### DATA TO USE
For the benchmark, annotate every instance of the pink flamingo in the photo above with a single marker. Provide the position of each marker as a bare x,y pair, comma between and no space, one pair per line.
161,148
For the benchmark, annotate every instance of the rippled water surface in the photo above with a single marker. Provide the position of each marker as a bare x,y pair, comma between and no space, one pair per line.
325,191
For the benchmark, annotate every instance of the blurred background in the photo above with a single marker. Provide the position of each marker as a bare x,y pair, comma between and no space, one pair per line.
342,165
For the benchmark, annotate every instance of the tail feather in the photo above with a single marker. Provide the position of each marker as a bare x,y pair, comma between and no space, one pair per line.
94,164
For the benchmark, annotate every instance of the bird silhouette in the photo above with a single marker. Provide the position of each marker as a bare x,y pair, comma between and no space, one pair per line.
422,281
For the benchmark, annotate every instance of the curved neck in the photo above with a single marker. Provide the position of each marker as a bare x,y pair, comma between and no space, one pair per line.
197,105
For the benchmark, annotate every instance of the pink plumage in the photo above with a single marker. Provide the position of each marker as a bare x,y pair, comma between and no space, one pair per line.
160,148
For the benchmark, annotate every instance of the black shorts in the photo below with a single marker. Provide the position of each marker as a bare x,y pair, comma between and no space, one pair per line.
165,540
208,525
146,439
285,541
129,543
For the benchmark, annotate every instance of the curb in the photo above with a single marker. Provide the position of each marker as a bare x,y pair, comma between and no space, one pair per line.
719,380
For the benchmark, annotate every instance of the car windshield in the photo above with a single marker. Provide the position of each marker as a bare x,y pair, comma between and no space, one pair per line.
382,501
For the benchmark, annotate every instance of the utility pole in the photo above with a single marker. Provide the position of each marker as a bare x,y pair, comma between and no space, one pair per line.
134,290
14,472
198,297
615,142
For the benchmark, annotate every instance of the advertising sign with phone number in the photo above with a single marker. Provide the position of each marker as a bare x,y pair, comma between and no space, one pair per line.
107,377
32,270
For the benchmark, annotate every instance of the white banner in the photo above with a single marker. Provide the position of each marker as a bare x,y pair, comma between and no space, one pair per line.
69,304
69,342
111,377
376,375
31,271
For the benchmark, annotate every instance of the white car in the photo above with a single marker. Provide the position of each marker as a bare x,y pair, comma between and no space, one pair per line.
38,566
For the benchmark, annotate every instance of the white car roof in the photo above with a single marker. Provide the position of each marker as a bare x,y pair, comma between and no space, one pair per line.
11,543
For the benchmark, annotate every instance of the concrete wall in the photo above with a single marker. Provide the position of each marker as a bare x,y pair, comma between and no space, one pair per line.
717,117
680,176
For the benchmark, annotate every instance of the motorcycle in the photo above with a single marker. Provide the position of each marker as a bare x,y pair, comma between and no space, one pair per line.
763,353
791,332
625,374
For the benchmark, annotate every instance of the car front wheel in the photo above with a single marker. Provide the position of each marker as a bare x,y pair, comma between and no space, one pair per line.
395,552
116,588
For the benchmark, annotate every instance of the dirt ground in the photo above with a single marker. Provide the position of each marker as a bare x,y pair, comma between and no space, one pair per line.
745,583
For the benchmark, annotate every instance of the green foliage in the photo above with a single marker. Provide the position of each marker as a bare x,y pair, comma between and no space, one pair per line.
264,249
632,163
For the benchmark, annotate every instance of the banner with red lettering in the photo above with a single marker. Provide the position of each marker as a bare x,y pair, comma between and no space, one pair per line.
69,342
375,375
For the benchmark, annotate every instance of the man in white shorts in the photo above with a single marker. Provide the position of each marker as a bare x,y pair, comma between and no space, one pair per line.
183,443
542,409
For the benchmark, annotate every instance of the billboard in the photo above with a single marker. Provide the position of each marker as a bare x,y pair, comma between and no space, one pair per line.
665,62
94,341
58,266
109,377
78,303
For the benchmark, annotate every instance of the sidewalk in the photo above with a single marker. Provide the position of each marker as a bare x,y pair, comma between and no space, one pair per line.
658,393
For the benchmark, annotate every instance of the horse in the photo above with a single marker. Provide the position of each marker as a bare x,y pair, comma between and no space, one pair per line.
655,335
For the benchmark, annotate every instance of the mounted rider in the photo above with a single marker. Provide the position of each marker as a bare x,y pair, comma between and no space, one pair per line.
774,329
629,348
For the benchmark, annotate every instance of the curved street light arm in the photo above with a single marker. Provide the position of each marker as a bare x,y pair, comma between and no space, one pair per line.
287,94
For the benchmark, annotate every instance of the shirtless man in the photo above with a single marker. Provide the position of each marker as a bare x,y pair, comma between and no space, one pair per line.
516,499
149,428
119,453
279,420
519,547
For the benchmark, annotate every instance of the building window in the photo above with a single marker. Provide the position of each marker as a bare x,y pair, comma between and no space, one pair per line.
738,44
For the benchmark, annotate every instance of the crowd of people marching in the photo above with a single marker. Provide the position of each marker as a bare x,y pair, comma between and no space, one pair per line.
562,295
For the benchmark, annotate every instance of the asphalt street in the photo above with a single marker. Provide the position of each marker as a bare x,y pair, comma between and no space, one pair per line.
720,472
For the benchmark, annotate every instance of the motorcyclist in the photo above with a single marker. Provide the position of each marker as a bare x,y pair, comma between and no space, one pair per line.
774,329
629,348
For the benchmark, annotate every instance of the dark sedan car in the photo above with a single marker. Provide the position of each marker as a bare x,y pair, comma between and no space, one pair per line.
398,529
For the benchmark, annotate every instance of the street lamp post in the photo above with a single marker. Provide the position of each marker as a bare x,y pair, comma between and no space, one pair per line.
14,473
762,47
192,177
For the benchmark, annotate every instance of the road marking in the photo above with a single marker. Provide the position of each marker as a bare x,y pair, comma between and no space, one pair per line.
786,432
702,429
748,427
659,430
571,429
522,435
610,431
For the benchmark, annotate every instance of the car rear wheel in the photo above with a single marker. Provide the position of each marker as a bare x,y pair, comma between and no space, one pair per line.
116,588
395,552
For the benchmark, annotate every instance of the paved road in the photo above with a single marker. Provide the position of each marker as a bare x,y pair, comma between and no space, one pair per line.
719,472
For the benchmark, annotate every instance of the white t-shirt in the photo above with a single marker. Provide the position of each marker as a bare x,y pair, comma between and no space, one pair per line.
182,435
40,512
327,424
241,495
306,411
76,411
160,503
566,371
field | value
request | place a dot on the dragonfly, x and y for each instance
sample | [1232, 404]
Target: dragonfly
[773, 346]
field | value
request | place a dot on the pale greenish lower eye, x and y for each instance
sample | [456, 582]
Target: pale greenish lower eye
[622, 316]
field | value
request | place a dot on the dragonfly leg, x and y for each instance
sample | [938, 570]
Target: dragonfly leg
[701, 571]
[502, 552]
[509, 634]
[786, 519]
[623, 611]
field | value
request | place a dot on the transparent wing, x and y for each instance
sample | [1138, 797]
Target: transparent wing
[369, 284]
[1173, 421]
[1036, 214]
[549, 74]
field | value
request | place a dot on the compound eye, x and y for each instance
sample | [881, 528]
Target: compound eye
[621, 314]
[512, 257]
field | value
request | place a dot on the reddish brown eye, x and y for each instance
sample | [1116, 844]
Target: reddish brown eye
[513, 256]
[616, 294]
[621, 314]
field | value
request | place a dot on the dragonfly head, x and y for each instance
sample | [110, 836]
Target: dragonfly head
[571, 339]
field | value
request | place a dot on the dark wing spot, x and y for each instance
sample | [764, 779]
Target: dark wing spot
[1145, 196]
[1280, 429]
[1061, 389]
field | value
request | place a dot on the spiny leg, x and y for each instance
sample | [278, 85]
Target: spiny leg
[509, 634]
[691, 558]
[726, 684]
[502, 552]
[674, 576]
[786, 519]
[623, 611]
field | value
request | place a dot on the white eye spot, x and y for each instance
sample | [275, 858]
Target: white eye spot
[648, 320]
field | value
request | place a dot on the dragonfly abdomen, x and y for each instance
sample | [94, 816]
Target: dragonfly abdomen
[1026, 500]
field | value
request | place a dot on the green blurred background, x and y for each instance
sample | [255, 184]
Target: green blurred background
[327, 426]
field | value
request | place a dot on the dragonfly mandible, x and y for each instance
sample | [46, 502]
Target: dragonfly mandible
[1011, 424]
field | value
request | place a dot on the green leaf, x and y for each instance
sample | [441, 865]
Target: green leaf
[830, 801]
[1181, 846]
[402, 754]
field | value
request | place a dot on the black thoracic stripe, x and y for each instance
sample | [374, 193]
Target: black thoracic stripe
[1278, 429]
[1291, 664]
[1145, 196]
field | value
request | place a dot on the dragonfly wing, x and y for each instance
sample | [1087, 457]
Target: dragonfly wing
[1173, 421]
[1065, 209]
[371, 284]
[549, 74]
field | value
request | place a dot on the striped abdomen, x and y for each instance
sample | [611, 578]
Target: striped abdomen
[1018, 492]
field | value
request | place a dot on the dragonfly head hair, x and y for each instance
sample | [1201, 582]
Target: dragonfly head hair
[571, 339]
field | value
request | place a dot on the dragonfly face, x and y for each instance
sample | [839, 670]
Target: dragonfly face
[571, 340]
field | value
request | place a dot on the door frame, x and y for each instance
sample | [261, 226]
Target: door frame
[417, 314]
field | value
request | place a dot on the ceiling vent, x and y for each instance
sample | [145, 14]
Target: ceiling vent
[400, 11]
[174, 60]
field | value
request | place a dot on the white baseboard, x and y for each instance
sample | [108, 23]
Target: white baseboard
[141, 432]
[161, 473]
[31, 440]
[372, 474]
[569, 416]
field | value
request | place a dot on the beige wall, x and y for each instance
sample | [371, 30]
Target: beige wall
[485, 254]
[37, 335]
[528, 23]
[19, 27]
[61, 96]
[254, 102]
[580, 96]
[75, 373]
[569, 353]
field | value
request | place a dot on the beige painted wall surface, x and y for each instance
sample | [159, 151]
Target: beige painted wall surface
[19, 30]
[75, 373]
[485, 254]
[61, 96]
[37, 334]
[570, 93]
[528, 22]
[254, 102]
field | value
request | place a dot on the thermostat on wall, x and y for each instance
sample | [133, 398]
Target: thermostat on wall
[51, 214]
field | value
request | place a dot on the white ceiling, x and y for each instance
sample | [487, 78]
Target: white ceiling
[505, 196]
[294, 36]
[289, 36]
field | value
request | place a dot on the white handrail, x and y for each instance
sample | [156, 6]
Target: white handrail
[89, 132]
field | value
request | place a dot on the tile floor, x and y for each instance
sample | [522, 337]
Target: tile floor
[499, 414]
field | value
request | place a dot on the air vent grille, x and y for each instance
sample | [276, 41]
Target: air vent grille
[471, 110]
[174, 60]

### TASK GOAL
Gather every line of the data above that contains the string "head", matching case exactly.

### FINAL RESULT
request | place a dot on the dragonfly head, x and y for each instance
Target: dragonfly head
request | place a dot on the dragonfly head hair, x and y for each instance
Target: dragonfly head hair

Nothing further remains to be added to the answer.